▶ _Tasks to perform_:
• 1. Translate this sentence from the gas turbine passage into Spanish: "One of our first gas turbines, delivered in 1972, is still in use as a back-up in Australia."
• 2. In the gas turbine passage, which turbine model's rotor is shown in front of the balancing pit?
• 3. Write out, word for word, the stretch of the gas turbine passage from "But you don’t" through "the balancing pit.".

▶ _Selected passage_:
* * * * * * * * *
But you don’t build a thousand gas turbines without learning a thing or two, and especially at stages like this that require so much know-how and experience our staff are real experts.

The 1,000th gas turbine manufactured at the Berlin plant: the SGT5-4000F’s gas turbine rotor in front of the balancing pit.


What’s the service life of today’s gas turbines?

One of our first gas turbines, delivered in 1972, is still in use as a back-up in Australia. But naturally the service life depends on whether the turbine is serving peak or base load duty. The quality of the fuel and the ambient temperature also influence service life. Another important factor is maintenance. Here Siemens offers customized service solutions – from project-related support to an all-inclusive package spanning decades. We often go to the customer’s site. But with the help of remote diagnostics we can also do maintenance on a gas turbine without removing it from the power plant. Diagnostic tools installed in our gas turbines enable our service team to say precisely when the next service will be due, or how the customer can optimize operation – on a completely individual basis, depending on the type of turbine and operating requirements.

Renewable energy is non-predictable, and flexible gas-fired generation plants will continue to be the perfect complement.
* * * * * * * * *
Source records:
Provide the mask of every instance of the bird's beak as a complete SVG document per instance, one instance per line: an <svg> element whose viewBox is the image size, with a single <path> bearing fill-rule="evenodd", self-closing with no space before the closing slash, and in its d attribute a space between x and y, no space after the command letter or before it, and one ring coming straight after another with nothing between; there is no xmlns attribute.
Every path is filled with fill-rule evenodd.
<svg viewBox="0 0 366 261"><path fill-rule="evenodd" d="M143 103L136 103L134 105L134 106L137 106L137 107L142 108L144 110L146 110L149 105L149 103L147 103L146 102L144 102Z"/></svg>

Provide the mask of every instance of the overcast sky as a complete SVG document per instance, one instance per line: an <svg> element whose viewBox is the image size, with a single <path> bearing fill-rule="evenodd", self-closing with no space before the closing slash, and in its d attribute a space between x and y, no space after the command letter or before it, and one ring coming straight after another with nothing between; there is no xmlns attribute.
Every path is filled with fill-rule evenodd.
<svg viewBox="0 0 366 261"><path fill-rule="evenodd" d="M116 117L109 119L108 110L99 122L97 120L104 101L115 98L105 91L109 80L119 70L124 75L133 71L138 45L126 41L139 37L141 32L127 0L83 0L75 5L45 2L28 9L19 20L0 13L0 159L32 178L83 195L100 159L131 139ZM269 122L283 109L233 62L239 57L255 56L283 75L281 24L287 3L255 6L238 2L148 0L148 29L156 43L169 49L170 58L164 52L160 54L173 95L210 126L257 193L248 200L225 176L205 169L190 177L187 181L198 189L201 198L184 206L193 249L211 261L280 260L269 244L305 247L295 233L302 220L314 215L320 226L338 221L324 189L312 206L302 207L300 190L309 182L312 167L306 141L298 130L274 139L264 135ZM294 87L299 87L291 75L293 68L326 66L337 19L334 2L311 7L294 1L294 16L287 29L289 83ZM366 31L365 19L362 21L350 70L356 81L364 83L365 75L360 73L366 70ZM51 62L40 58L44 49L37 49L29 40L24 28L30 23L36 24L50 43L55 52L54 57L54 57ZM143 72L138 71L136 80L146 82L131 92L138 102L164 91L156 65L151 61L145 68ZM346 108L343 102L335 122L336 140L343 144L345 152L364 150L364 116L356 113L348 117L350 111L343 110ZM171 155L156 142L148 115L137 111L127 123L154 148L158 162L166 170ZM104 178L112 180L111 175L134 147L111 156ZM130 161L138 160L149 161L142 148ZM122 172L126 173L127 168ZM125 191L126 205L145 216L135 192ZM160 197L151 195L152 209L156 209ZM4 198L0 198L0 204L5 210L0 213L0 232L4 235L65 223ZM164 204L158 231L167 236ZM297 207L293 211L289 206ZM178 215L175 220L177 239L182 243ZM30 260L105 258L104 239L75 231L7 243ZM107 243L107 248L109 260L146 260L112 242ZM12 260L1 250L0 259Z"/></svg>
* * * * * * * * *
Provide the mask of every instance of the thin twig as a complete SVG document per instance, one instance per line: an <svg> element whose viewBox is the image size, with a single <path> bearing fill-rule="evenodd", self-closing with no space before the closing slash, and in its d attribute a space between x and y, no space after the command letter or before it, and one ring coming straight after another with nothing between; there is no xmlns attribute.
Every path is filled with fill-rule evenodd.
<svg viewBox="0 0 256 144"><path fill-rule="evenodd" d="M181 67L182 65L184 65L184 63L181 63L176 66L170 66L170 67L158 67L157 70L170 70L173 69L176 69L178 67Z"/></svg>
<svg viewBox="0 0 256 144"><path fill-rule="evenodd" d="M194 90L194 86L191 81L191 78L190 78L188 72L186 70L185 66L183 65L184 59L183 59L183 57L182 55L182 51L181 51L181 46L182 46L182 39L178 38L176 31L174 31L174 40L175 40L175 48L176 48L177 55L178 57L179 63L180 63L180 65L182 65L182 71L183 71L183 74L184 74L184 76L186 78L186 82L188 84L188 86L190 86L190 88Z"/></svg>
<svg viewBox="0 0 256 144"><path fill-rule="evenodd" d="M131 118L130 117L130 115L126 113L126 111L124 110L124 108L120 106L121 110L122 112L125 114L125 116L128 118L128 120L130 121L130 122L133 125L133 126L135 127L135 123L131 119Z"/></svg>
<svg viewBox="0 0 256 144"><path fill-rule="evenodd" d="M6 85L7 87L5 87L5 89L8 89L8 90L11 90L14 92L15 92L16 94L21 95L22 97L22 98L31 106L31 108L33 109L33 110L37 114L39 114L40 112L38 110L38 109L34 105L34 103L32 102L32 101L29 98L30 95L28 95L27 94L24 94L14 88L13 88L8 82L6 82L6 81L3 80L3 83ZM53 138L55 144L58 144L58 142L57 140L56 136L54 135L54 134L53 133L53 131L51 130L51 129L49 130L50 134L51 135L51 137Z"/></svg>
* * * * * * * * *
▶ _Responses by item number_:
• 1. Una de nuestras primeras turbinas de gas, entregada en 1972, todavía se utiliza como respaldo en Australia.

• 2. The SGT5-4000F.

• 3.
But you don’t build a thousand gas turbines without learning a thing or two, and especially at stages like this that require so much know-how and experience our staff are real experts.

The 1,000th gas turbine manufactured at the Berlin plant: the SGT5-4000F’s gas turbine rotor in front of the balancing pit.